→ **TASK BRIEF**
Reproduce the lines of the listing from the line with "target: orange patterned kimono" to the line with "Trace the outline of every instance of the orange", inclusive, without changing a character.

* Begin PROVIDED MATERIAL *

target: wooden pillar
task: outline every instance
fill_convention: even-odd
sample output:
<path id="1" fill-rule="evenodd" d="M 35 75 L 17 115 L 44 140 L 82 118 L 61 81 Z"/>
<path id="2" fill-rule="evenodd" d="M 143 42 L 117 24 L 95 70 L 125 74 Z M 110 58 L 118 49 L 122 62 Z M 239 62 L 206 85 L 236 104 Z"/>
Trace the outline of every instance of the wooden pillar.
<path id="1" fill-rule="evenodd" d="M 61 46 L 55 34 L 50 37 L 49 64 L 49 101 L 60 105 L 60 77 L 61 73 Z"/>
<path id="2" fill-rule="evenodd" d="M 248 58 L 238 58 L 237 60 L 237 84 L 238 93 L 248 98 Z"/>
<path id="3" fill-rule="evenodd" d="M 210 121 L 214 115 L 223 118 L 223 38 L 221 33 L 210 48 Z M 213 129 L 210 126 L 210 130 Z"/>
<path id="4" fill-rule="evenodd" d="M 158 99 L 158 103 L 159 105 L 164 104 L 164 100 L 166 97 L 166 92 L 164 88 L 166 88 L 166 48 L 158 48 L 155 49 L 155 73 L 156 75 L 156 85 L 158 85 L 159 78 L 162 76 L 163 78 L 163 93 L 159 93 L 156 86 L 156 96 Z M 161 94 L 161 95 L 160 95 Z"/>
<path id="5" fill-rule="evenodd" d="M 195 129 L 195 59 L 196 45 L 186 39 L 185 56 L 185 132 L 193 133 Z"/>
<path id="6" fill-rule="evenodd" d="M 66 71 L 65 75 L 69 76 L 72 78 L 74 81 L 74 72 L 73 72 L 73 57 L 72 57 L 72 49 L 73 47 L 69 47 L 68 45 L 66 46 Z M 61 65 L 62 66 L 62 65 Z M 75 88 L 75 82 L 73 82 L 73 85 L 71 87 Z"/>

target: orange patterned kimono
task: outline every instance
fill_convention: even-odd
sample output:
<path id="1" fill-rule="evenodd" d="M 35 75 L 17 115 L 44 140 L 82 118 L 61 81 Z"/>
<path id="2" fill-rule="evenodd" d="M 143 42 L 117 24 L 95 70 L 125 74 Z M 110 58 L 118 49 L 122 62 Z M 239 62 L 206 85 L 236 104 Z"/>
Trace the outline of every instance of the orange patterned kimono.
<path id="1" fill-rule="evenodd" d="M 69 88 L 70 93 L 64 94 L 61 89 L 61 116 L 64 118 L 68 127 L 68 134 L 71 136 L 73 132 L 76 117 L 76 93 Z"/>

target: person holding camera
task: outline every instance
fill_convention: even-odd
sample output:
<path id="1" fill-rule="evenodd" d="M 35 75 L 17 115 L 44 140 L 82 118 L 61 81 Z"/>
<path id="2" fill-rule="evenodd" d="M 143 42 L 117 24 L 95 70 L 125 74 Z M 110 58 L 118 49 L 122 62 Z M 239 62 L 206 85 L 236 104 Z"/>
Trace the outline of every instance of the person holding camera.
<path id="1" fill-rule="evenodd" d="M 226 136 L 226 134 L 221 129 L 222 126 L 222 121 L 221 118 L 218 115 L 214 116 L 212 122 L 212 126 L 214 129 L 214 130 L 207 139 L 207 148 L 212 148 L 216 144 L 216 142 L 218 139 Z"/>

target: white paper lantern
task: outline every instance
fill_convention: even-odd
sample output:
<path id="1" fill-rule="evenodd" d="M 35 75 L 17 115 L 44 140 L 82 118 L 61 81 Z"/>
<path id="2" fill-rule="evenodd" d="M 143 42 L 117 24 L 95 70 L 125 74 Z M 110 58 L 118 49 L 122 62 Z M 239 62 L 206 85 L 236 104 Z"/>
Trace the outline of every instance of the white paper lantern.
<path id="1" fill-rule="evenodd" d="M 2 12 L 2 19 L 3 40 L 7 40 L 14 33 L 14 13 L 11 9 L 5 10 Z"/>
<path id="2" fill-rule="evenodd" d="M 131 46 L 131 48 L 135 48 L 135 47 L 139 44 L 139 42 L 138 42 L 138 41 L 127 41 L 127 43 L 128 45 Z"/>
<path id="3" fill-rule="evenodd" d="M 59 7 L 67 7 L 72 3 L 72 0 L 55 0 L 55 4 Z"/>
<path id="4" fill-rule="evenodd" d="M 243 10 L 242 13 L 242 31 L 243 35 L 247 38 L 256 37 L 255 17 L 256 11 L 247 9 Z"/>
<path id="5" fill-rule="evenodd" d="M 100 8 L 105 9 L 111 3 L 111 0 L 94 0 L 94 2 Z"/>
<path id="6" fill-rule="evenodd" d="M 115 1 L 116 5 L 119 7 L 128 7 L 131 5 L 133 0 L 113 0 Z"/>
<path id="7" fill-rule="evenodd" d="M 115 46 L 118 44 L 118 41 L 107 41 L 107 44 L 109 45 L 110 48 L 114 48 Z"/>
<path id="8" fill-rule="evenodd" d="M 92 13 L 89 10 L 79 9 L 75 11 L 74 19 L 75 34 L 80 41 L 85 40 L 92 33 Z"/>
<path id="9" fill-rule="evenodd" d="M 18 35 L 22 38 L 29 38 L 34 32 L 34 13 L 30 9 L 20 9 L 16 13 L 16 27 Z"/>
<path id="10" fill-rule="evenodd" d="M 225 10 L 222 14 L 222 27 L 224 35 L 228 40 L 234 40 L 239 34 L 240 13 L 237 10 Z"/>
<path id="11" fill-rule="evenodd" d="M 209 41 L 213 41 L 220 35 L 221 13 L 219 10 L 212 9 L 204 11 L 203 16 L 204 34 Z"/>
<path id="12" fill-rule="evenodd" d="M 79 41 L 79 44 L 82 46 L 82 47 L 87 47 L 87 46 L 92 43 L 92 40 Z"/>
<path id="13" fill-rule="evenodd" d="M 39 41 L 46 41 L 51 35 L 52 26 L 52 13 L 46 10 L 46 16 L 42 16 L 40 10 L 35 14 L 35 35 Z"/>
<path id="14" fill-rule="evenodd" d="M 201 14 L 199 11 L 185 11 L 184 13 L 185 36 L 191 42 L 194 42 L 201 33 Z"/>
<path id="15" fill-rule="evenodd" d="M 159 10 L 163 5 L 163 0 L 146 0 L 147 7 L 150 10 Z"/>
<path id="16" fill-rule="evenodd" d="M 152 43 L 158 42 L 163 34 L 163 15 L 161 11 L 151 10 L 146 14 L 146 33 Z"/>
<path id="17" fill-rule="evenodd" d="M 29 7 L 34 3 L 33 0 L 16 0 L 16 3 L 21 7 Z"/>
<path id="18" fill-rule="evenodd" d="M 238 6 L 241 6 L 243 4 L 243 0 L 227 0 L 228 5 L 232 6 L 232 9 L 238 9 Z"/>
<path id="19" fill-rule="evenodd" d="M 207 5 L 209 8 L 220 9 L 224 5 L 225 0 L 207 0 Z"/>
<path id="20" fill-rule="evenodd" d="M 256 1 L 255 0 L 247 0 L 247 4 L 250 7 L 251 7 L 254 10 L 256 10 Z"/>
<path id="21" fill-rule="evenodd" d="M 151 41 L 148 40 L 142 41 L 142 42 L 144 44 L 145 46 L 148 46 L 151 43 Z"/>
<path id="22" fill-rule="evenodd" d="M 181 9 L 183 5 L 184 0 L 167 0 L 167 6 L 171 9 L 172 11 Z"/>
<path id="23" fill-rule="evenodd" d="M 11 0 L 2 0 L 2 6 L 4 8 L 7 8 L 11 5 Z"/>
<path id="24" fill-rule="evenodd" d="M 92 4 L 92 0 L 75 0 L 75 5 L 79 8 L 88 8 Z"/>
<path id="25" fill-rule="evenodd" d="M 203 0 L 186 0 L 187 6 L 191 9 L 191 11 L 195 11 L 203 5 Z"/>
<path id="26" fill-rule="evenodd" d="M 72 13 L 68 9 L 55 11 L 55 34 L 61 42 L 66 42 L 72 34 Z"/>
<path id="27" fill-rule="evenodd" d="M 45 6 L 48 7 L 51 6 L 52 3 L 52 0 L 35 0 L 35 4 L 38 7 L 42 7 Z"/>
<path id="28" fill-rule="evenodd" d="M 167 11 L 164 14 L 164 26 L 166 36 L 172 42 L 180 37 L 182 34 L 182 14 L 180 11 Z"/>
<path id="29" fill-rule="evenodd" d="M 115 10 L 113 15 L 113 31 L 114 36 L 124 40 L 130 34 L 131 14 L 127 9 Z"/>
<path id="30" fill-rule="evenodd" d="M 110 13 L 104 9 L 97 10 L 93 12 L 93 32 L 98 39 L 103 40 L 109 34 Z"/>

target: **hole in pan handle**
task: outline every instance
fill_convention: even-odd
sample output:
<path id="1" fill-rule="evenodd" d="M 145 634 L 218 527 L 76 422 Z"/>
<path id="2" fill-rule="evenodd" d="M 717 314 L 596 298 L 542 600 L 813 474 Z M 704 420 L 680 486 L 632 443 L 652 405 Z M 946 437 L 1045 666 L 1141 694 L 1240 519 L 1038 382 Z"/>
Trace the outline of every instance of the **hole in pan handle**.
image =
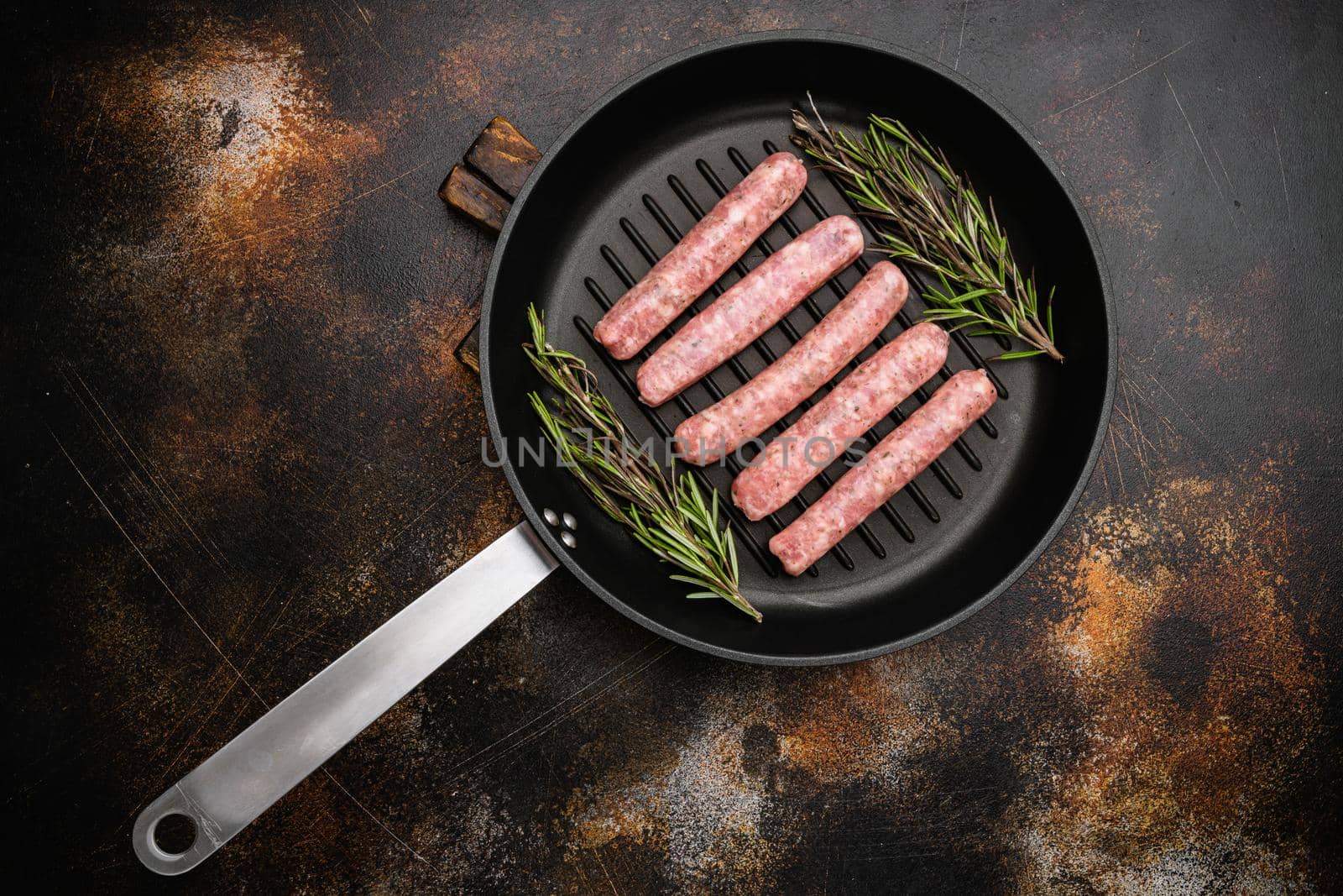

* End PROVIDED MATERIAL *

→ **EXPECTED ANSWER**
target: orange patterned kimono
task: outline every instance
fill_convention: even-odd
sample output:
<path id="1" fill-rule="evenodd" d="M 35 75 L 17 115 L 44 140 L 82 118 L 61 81 Z"/>
<path id="2" fill-rule="evenodd" d="M 143 42 L 117 24 L 95 70 L 125 74 Z M 110 58 L 118 49 L 122 62 Z M 239 62 L 206 85 L 236 104 Z"/>
Trace the outline of every instance of the orange patterned kimono.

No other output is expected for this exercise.